→ TEXT PROVIDED:
Source: Calibrate Technologies

Running out of feed is never a desirable situation, but as harvest gets underway it’s not unlikely for feed inventories to start to dwindle. If inventories do run low, you may be forced to purchase additional feed ingredients.

To ease the purchase of feed ingredients, Kevin Leahy, nutritionist and technical services manager with Calibrate® Technologies suggests dairymen look to rumen degradable starch testing. The insights garnered from rumen degradable starch testing could potentially save money when it comes to purchasing feed. “You can also make a more informed purchase,” he says.

For example, if purchasing corn, money might not need to be spent for processing because the feed ingredients remaining in inventory on-farm have a highly rumen degradable starch level. Eliminating processing like flaking or rolling could result in financial savings. Leahy notes that flaking increases the moisture content of the corn and you often end up paying for more water.

Knowing the rumen degradable starch content might also provide the opportunity to look at a byproduct ingredient that offers starch. This can open the door to including more cost-saving byproduct ingredients in the ration. Insight on the rumen degradable starch content could allow for greater use of ingredients like hominy, corn gluten feed, bakery byproducts and corn flour, replacing the need for purchasing corn grain. “The use of byproduct feeds could potentially lower purchased feed cost,” says Leahy.

→ EXERCISE A:
Condense the paragraph of the rumen degradable starch text that begins "For example, if purchasing corn" into a shorter version that keeps its main facts.
→ EXERCISE B:
Extend the text on rumen degradable starch testing with a few sentences that pick up after its final sentence.
None of the items are needed here.

→ RECORD EXCERPTS:
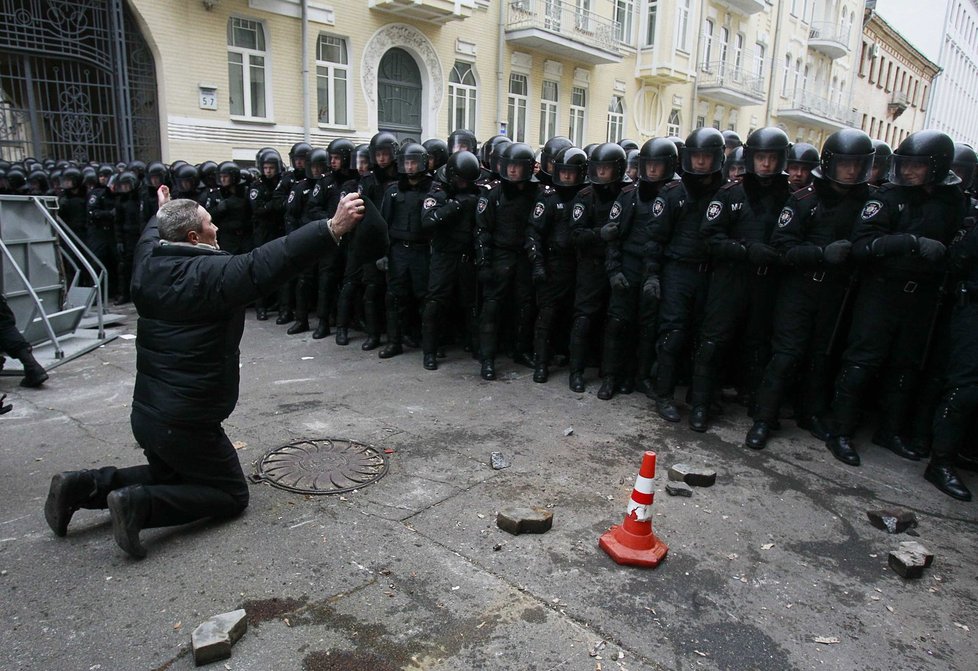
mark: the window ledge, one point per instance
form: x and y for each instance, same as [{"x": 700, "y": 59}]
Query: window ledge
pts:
[{"x": 251, "y": 119}]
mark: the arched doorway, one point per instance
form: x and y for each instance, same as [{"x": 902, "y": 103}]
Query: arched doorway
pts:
[
  {"x": 399, "y": 95},
  {"x": 77, "y": 81}
]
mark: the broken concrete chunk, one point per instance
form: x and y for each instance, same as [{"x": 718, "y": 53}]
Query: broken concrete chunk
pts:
[
  {"x": 525, "y": 520},
  {"x": 892, "y": 521},
  {"x": 499, "y": 461},
  {"x": 910, "y": 565},
  {"x": 213, "y": 638},
  {"x": 694, "y": 476},
  {"x": 678, "y": 489}
]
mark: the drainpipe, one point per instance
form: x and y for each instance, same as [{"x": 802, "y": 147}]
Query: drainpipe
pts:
[
  {"x": 500, "y": 65},
  {"x": 305, "y": 70}
]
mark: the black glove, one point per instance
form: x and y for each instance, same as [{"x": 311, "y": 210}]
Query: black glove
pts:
[
  {"x": 539, "y": 271},
  {"x": 763, "y": 255},
  {"x": 609, "y": 231},
  {"x": 902, "y": 244},
  {"x": 730, "y": 250},
  {"x": 930, "y": 249},
  {"x": 837, "y": 252},
  {"x": 618, "y": 281},
  {"x": 652, "y": 288},
  {"x": 804, "y": 256}
]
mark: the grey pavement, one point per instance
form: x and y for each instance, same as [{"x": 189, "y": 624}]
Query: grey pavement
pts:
[{"x": 775, "y": 567}]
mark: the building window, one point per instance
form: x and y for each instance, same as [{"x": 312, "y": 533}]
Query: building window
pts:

→ WRITTEN ANSWER A:
When buying corn, processing may not be needed if the feed left in on-farm inventory already has high rumen degradable starch. Skipping flaking or rolling can save money. Leahy notes that flaking raises the corn's moisture content, so buyers often pay for more water.

→ WRITTEN ANSWER B:
Information from a rumen degradable starch test can also help with inventory management. Case in point, if a dairy producer measures the remaining inventory in his silage bunker and determines he must decrease the amount of silage fed per day by 4 pounds of dry matter for the remainder of the year, to avoid running out of corn silage, a rumen degradable starch test can help.

Leahy explains, “If the dairymen’s nutritionist runs a rumen degradable starch test on the corn silage and learns that the ruminal degradability of that starch is high, they can use that information when determining what type of byproduct ingredients could be used to replace the starch provided by those 4 pounds of corn silage. The nutritionist may find that starch containing ingredients with lower ruminal starch degradability, and likely lower processing costs, will work to provide the optimum amount of rumen degradable starch in the ration; maintaining production while decreasing ration cost.”

Regardless of the situation, knowledge gained from rumen degradable starch tests can provide information that could save money.